# Instructions for the task
Rewrite the stretch of the archive infrastructure passage below that opens with the words containing "Each computer" and closes with "- 337, respectively.", substituting "tray" for each "shelf".

— Start of Extract to read —

|
The
Internet Archive contains over 100 Terabytes of compressed
data. This data is collected in collaboration with Alexa
Internet. Alexa sends its crawlers out into the web roughly
once every 2 months, retrieves copies of virtually everything
it encounters, and donates a copy of this data to the Internet
Archive. During periods of particular interest, such as a
presidential election or extraordinary breaking news, relevent
sites will be crawled more frequently, roughly every 2 to
8 hours.
The Internet
Archive began archiving data in 1996. The archive grows at
a rate of approximately 70 megabytes per second. A data pool
of this magnitude offers a myriad of research ideas worth
exploring and we encourage you to do so!
Archive
Infrastructure
The Archive
data is stored on approximately 150 desktop computers, each
containing four 160 GB hard drives. These drives are mounted
on /0, /1, /2, /3. In general, drives /1, /2, and /3 are filled
to capacity with the archived files. Drive /0, however, is
only half used. The other half (~77GB) is reserved for temporary
space that can be used for data manipulation. It may not always
be the case that the temporary space is located on drive /0.
The alias /0/.final/tmp will always refer to the actual temporary
space on the host.
Each computer
host has a name in the general form ia00###, where ### can
be in the range 100 - 177, 200 - 277, or 300 - 337. The digits
### refer to the physical location of machine within the Archive
computer cluster. The computers are situated on rows of racks
in the San Francisco Mission District Facility. The first
number in the ### name refers to the rack; the second refers
to shelf; and the third refers to the machine on the shelf.
The entire listing of hosts is stored within the environment
variable $ARCS. Subset listings of machines are stored in
the environment variables $rack1, $rack2, and $rack3, which
contain the listing of the machine from 100 - 177, 200 - 277,
and 300 - 337, respectively.
Research.archive.org houses the personal files of the users
on the system. Each user has access to the directory /home/<login>
for file storage. Since research.archive.org is NFS mounted
on all of the hosts, a user's home directory is always accessible
from any remote host in the cluster as if the home directory
were physically stored on each individual host. Altering files
on homeserver mounted on one remote host will immediately
affect the files on homeserver mounted another host because
each host mounts the very same (and only) research.archive.org
host.
Individual
hosts can be accessed using the remote shell (rsh) UNIX command.

— End of Extract to read —
— Start of Dataset entries —

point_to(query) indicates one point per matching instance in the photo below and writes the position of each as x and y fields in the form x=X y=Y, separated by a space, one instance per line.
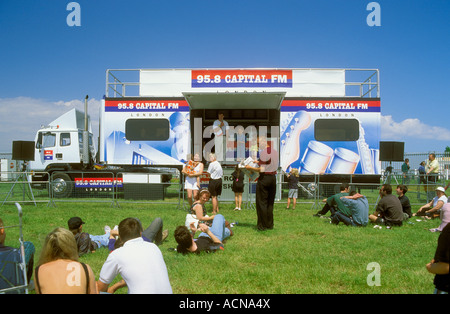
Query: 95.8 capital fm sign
x=241 y=78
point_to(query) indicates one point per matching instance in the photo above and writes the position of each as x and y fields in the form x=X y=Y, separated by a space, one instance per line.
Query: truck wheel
x=62 y=185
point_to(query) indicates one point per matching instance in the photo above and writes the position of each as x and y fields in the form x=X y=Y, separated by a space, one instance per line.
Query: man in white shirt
x=435 y=205
x=215 y=182
x=140 y=264
x=220 y=128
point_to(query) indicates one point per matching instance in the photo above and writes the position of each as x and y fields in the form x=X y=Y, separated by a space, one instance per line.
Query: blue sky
x=47 y=67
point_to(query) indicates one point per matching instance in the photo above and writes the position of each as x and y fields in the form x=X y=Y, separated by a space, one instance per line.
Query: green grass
x=302 y=254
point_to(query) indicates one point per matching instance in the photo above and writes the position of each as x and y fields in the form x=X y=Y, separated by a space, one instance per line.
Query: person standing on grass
x=405 y=171
x=192 y=171
x=140 y=263
x=404 y=200
x=389 y=210
x=293 y=187
x=435 y=205
x=238 y=186
x=439 y=265
x=215 y=181
x=267 y=184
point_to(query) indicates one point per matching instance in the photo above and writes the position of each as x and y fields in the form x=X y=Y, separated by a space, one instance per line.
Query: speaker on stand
x=391 y=151
x=22 y=151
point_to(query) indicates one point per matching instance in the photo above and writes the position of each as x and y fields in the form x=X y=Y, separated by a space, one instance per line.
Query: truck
x=320 y=121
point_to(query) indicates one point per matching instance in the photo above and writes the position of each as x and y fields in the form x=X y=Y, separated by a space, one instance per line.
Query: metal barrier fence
x=113 y=189
x=17 y=187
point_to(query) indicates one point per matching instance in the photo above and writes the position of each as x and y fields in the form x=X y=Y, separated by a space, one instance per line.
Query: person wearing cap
x=86 y=242
x=389 y=210
x=266 y=185
x=435 y=205
x=220 y=129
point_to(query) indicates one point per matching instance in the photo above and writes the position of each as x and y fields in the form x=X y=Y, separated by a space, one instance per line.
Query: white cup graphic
x=316 y=158
x=344 y=161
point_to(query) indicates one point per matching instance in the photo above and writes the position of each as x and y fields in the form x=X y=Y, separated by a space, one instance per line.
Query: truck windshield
x=46 y=140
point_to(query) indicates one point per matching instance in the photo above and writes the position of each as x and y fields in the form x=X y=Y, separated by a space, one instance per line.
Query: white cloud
x=21 y=117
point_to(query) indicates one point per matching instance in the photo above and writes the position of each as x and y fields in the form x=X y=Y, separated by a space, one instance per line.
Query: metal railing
x=366 y=82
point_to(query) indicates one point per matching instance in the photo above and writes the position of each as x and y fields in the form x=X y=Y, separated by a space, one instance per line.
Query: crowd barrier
x=116 y=188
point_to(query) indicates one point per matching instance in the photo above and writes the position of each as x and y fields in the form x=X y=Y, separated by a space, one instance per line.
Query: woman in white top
x=192 y=171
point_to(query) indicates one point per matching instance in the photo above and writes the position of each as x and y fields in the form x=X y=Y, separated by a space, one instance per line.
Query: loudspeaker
x=23 y=150
x=392 y=151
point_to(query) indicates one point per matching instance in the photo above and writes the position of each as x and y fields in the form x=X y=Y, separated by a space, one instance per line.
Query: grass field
x=301 y=255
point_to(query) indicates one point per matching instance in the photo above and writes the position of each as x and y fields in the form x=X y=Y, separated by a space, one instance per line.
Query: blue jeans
x=218 y=228
x=100 y=240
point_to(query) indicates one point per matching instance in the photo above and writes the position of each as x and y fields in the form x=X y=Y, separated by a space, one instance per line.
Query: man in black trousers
x=267 y=184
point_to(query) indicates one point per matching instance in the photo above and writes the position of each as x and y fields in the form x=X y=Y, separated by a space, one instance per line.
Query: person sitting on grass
x=358 y=214
x=210 y=240
x=404 y=200
x=334 y=202
x=59 y=271
x=198 y=208
x=153 y=234
x=86 y=242
x=139 y=263
x=389 y=211
x=432 y=208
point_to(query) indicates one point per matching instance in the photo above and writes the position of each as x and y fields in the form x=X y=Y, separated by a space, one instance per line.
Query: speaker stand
x=21 y=178
x=388 y=178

— End of Dataset entries —

# Exercise result
Each computer
host has a name in the general form ia00###, where ### can
be in the range 100 - 177, 200 - 277, or 300 - 337. The digits
### refer to the physical location of machine within the Archive
computer cluster. The computers are situated on rows of racks
in the San Francisco Mission District Facility. The first
number in the ### name refers to the rack; the second refers
to tray; and the third refers to the machine on the tray.
The entire listing of hosts is stored within the environment
variable $ARCS. Subset listings of machines are stored in
the environment variables $rack1, $rack2, and $rack3, which
contain the listing of the machine from 100 - 177, 200 - 277,
and 300 - 337, respectively.